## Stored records
○ ○ ○ ○ ○

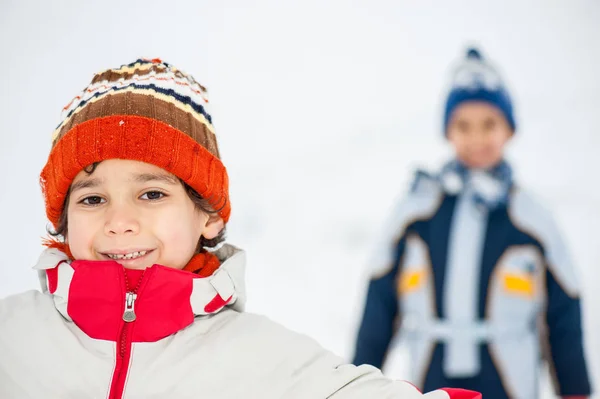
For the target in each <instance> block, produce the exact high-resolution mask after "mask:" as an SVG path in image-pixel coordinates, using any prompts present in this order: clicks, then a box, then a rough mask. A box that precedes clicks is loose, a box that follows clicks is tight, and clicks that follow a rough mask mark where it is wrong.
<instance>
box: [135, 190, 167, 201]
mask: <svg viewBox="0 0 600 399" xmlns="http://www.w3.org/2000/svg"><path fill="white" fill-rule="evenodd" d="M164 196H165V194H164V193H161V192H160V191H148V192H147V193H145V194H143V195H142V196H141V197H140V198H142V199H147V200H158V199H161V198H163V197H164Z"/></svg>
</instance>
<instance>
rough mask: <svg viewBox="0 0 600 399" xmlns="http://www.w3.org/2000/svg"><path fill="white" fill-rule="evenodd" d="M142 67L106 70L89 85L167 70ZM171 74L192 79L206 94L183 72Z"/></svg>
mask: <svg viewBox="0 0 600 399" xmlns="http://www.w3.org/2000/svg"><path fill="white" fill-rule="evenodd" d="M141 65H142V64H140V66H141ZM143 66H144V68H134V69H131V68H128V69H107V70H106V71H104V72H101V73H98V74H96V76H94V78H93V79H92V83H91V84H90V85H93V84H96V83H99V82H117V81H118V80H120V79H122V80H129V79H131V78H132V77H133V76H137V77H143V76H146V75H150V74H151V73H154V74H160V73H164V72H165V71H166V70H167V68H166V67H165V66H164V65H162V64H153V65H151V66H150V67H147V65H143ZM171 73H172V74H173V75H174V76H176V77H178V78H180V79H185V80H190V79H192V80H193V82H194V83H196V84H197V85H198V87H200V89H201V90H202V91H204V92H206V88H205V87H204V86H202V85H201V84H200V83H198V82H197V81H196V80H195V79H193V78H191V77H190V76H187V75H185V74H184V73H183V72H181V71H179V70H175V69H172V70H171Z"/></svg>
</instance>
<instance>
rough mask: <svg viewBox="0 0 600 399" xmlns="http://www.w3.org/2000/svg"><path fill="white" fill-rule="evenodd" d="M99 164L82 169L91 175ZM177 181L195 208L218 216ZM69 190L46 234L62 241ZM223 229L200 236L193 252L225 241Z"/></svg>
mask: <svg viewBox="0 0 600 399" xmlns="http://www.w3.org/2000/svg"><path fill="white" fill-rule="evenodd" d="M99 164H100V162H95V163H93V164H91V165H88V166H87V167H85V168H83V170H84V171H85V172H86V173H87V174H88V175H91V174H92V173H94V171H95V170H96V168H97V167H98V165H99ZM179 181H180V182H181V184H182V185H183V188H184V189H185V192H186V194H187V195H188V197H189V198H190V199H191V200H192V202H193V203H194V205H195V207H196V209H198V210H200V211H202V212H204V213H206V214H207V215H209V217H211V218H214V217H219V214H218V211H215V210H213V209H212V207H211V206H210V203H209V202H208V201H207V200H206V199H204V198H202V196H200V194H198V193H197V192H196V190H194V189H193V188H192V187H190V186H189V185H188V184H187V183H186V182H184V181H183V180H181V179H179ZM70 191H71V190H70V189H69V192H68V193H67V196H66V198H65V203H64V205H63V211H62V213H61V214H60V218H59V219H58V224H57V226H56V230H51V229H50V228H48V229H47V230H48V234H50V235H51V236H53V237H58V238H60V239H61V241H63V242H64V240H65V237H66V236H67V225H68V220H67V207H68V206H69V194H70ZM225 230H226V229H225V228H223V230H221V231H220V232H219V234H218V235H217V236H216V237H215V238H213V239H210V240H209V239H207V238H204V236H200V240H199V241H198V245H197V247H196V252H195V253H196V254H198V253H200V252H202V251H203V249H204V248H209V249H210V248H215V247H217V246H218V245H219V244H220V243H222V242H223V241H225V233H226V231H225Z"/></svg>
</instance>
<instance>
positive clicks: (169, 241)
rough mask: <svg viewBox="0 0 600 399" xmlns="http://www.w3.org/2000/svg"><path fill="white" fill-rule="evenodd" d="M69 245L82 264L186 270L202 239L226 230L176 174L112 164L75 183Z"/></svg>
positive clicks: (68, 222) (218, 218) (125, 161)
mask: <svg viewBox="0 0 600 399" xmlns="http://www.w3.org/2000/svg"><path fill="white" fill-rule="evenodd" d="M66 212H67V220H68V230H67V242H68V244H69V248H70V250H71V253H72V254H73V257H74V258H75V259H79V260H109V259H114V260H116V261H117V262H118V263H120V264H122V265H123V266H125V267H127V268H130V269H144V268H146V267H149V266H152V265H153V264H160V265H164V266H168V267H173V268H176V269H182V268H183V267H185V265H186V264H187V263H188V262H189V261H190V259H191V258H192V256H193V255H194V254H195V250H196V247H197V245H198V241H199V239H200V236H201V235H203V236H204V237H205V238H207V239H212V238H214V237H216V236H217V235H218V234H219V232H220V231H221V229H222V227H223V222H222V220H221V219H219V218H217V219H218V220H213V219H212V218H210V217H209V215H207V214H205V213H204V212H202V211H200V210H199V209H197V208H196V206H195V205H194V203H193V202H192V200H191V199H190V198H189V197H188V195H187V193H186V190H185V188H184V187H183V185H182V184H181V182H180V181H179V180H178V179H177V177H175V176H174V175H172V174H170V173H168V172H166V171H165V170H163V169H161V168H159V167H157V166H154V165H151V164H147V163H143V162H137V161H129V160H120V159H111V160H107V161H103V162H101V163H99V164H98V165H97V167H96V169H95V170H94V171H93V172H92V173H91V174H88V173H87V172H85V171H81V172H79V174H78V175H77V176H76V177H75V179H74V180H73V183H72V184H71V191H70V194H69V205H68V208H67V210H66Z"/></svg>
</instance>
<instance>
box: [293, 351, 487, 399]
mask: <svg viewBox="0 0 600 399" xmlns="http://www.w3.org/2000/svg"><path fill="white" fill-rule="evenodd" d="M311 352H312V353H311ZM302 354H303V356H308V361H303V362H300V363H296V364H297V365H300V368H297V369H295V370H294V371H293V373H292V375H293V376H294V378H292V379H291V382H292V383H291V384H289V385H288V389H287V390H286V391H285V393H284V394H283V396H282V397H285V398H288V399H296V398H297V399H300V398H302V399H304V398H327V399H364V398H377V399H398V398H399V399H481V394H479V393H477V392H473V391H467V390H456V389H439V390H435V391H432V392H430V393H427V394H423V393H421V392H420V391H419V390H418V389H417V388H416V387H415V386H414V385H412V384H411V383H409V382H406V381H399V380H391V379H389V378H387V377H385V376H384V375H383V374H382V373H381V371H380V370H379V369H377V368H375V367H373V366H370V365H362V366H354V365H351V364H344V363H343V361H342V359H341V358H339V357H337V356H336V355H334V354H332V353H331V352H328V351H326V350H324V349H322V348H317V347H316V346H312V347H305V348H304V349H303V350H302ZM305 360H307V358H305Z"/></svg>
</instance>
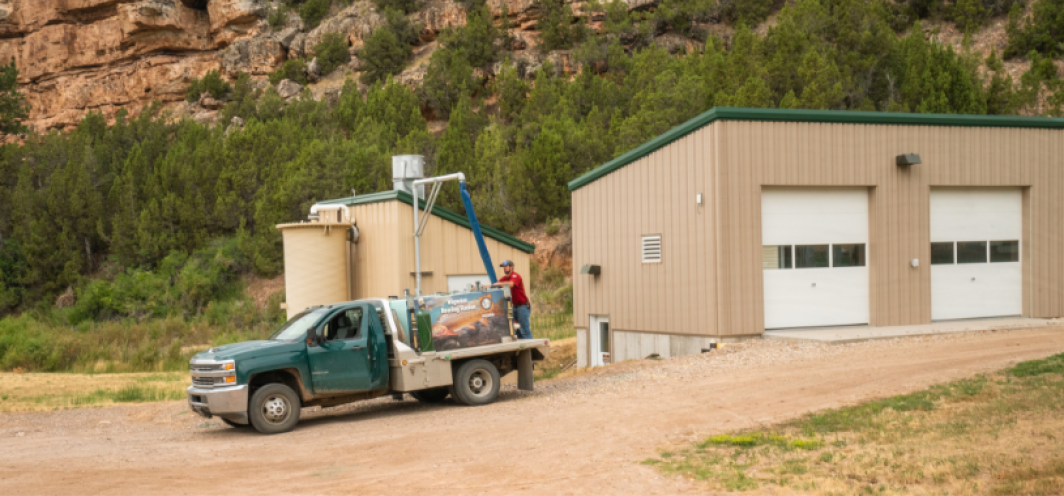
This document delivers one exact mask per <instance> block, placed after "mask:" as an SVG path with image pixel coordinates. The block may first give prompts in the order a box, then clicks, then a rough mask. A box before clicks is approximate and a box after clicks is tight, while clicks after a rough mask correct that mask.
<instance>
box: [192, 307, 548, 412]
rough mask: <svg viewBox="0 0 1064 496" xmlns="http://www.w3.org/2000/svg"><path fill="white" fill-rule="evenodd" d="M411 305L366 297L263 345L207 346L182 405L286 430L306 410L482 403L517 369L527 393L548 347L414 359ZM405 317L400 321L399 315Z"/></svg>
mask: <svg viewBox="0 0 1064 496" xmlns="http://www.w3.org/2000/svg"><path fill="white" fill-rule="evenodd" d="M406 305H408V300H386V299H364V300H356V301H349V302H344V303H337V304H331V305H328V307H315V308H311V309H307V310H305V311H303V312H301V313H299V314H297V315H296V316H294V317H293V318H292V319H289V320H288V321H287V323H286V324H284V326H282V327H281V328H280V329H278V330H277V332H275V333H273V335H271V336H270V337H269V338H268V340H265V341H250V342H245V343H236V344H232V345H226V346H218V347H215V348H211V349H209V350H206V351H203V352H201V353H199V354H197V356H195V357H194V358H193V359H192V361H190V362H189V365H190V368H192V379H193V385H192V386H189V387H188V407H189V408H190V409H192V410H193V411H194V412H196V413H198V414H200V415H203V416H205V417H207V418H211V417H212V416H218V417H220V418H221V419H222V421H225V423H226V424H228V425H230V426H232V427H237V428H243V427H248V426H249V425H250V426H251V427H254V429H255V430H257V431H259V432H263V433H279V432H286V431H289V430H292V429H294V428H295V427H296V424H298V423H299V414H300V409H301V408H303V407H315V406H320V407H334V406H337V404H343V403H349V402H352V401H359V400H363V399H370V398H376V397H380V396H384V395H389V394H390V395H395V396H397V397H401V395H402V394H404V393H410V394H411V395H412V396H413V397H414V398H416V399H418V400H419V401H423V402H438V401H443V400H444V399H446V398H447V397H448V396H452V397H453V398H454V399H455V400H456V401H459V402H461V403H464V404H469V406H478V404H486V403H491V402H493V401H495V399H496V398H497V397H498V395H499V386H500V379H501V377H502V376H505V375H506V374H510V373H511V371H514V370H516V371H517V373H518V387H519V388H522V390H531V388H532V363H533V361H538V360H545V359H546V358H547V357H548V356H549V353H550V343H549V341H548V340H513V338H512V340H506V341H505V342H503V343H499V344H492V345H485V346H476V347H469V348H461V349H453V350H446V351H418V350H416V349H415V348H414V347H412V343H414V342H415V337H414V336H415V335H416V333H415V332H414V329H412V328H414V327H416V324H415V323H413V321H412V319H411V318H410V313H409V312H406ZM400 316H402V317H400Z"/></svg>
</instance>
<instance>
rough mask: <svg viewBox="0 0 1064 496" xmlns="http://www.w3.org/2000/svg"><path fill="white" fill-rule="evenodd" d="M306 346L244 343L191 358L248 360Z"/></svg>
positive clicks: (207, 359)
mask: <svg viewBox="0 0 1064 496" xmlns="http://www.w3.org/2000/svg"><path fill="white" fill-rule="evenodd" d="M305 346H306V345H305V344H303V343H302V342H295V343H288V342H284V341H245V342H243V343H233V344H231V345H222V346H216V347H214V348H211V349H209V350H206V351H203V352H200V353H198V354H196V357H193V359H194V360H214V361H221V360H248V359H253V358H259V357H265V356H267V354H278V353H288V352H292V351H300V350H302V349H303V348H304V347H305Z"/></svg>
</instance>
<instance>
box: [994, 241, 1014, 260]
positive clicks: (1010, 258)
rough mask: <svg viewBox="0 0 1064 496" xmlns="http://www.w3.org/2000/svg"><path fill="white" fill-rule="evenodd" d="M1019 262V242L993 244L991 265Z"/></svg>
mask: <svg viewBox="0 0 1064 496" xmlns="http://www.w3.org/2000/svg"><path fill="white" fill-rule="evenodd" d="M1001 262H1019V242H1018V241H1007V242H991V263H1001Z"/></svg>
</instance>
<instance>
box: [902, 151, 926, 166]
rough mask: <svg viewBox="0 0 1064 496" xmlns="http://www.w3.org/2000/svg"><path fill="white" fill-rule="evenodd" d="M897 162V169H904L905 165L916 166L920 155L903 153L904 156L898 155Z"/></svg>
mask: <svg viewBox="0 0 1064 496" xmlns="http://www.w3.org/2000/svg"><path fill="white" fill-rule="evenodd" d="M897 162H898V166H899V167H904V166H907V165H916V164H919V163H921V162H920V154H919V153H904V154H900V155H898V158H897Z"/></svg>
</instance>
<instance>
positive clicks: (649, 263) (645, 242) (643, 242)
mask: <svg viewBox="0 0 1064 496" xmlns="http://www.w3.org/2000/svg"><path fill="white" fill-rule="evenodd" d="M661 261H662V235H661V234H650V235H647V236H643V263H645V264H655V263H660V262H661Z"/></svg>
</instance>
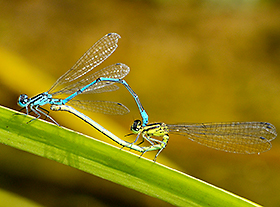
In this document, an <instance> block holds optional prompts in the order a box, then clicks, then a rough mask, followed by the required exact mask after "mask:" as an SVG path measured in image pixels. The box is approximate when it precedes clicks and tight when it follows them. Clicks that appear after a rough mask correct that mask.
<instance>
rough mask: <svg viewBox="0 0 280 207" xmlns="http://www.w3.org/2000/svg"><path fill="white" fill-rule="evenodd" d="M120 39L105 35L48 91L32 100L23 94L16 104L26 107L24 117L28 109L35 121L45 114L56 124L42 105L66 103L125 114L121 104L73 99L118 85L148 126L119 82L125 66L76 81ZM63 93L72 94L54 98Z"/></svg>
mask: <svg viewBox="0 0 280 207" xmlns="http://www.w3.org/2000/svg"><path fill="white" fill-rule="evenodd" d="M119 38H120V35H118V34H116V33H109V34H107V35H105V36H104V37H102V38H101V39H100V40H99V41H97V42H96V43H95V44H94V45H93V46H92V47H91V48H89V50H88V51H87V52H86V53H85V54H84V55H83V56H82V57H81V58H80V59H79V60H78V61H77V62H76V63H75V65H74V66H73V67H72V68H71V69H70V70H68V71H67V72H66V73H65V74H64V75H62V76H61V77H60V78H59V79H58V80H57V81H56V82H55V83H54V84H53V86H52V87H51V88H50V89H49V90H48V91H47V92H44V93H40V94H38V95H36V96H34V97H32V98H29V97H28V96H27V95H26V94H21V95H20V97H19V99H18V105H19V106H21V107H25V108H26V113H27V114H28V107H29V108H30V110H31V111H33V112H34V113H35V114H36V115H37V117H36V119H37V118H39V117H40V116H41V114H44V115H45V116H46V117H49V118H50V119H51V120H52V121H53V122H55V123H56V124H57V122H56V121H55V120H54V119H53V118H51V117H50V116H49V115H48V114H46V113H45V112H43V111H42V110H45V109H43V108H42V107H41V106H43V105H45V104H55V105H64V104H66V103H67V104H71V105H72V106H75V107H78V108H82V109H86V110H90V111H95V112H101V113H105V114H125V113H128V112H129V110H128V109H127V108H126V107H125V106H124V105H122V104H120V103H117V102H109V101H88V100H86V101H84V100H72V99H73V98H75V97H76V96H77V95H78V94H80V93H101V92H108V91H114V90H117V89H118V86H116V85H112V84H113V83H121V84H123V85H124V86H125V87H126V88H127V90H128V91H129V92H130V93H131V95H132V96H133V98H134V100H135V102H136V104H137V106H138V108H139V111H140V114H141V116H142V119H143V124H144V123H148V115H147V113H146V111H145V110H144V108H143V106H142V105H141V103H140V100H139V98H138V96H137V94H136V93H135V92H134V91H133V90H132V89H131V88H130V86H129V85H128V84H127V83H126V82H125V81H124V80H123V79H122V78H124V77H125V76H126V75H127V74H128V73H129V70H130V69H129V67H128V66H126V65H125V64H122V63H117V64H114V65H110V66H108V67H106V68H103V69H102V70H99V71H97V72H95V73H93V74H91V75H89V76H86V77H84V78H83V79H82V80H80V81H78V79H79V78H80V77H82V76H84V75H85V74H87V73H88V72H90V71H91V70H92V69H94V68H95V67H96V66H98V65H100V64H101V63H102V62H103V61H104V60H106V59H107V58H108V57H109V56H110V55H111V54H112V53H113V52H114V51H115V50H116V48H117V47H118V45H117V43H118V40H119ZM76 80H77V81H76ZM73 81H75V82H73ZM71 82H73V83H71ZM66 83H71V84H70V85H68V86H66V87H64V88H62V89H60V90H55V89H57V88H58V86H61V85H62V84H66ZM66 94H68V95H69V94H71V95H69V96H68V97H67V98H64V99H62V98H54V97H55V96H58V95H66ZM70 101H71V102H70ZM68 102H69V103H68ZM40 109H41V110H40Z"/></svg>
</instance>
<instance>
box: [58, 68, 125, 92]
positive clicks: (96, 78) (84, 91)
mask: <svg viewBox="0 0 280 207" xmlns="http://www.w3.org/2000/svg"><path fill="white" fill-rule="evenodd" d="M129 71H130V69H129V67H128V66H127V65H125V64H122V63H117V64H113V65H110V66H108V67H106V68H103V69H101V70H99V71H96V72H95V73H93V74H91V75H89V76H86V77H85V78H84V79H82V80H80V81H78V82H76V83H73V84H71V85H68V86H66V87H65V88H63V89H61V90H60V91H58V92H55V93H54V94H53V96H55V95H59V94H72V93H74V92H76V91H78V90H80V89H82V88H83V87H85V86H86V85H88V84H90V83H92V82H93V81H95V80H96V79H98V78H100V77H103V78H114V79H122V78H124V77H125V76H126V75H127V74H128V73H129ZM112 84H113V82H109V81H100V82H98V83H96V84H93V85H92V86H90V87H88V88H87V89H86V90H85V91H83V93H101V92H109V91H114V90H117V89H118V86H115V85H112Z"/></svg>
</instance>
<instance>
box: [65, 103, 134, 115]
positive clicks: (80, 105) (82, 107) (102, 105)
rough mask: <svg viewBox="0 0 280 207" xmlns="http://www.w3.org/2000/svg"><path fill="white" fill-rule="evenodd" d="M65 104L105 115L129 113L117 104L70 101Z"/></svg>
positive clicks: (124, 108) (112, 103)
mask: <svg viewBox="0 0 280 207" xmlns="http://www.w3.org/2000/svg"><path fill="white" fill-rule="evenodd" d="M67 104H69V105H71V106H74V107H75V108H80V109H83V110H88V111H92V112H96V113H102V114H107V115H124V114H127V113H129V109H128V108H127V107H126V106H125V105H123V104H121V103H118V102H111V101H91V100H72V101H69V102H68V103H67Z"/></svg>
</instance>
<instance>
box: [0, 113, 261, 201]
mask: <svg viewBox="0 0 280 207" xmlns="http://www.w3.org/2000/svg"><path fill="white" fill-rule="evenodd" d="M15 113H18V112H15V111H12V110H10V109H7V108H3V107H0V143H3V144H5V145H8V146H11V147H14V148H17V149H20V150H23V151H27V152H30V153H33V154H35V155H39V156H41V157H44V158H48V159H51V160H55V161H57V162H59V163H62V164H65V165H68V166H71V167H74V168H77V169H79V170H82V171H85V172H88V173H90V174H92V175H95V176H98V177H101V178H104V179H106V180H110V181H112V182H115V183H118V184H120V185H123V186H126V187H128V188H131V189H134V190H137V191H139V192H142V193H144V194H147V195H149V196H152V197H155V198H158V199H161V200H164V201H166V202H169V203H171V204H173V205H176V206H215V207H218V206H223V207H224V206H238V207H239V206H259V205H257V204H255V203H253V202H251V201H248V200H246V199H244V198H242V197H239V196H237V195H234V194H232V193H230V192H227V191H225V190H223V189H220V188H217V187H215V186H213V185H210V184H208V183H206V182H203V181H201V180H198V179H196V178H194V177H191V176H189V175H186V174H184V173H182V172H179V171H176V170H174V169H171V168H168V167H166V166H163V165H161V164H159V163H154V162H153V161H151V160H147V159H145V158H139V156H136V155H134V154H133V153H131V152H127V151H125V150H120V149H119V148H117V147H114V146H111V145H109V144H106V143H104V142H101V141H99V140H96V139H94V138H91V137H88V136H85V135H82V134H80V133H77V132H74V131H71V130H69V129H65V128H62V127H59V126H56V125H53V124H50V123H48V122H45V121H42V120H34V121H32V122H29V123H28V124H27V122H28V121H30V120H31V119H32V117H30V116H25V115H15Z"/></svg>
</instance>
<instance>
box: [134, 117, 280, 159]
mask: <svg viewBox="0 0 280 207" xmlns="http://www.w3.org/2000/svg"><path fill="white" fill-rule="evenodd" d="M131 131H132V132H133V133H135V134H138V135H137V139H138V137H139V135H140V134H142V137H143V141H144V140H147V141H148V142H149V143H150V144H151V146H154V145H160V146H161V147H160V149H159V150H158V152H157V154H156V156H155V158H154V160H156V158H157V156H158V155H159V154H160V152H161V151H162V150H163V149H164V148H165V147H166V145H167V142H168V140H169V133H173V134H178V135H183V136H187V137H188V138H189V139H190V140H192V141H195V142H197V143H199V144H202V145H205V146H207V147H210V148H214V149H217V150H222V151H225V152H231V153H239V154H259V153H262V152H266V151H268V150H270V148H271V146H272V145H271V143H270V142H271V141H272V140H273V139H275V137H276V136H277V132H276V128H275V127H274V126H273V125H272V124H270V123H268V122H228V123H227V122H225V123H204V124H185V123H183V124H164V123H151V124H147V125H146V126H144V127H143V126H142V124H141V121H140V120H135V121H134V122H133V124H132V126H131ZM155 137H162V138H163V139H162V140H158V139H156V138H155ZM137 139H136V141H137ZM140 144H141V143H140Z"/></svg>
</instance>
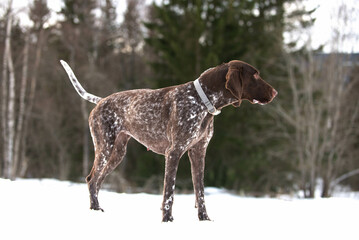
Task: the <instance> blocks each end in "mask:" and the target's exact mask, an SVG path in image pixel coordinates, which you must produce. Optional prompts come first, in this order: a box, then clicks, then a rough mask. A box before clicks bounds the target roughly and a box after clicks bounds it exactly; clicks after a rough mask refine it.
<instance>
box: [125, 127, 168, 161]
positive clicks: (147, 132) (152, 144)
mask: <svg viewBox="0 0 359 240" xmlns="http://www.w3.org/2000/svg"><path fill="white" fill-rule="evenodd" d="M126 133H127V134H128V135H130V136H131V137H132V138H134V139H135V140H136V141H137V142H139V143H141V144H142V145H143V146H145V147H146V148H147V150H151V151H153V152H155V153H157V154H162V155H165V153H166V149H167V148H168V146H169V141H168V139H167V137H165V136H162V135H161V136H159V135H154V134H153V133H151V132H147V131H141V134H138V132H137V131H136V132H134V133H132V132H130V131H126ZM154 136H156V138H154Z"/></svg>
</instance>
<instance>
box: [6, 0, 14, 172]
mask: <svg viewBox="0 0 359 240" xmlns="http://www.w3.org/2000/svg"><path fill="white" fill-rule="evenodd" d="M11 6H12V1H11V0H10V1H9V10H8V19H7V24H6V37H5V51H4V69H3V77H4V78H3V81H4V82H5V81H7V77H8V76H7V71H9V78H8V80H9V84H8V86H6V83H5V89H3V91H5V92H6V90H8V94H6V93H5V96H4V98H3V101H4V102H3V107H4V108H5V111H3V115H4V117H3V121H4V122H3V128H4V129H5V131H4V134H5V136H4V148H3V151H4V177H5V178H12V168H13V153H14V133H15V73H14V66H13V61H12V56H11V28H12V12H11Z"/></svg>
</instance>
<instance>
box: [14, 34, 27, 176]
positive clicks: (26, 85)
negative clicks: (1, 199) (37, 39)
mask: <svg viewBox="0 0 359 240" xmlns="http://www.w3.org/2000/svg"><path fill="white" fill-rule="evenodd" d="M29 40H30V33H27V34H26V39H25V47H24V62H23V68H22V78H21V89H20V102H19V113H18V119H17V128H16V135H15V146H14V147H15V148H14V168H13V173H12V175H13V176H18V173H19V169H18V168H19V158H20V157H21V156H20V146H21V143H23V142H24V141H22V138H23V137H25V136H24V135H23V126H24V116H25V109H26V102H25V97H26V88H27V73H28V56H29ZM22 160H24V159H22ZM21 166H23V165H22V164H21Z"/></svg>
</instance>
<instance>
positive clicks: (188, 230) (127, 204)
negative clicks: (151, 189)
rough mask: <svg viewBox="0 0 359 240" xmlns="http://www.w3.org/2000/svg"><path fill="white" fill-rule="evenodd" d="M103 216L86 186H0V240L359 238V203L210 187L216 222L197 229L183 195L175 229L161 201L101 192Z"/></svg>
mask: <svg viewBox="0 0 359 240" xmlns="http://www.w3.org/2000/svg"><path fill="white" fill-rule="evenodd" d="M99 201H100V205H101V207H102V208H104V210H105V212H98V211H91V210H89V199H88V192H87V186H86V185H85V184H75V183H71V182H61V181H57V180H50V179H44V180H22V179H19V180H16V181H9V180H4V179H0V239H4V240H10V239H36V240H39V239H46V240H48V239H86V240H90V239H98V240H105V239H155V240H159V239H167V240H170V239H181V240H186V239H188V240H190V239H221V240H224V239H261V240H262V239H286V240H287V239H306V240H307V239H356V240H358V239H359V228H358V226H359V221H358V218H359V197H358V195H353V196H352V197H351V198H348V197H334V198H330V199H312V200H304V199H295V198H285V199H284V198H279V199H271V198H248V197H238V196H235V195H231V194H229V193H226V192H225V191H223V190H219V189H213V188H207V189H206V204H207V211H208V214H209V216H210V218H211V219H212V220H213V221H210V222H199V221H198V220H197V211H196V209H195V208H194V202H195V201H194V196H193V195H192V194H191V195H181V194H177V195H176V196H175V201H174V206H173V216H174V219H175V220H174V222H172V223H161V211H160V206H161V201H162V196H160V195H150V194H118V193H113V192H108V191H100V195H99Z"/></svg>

○ ○ ○ ○ ○

State how many lines of the entries above include the word "correct", offering no text other than the number.

2